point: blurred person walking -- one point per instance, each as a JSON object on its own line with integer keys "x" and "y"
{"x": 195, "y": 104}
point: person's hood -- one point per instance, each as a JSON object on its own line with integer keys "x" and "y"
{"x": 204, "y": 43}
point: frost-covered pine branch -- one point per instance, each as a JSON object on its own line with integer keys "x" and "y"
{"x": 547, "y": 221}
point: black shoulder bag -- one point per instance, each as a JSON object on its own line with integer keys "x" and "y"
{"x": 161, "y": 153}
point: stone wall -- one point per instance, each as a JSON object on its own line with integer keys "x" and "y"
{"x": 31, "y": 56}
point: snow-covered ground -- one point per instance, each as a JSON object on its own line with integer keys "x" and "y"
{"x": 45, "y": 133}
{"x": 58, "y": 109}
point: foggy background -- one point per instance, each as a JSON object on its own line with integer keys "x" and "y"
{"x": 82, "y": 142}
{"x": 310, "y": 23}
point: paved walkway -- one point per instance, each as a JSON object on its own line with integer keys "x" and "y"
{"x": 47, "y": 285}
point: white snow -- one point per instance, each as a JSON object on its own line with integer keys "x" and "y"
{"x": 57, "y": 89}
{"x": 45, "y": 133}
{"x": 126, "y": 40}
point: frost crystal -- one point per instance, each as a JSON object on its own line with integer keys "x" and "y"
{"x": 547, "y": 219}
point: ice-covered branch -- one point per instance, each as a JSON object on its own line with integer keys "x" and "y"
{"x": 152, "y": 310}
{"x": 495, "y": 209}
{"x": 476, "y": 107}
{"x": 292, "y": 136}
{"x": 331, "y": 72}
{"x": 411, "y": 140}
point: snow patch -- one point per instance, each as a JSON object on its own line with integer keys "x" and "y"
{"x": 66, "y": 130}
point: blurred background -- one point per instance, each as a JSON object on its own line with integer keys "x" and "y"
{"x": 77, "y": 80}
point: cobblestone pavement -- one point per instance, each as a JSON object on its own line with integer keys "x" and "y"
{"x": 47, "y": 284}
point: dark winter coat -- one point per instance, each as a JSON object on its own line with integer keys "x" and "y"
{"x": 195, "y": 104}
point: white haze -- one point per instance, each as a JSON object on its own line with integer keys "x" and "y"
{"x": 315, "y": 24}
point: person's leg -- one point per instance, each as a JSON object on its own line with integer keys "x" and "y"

§ **WORK TO COMPLETE**: All lines from the line containing "point: white haze" through the end of the listing above are to be duplicated exactly; include both ends and nothing further.

§ **RESULT**:
point: white haze -- one point per instance, each as a JSON object on its own line with integer keys "x" and "y"
{"x": 315, "y": 24}
point: person's leg -- one point per instance, each as a JSON object on its own line with integer keys "x" and "y"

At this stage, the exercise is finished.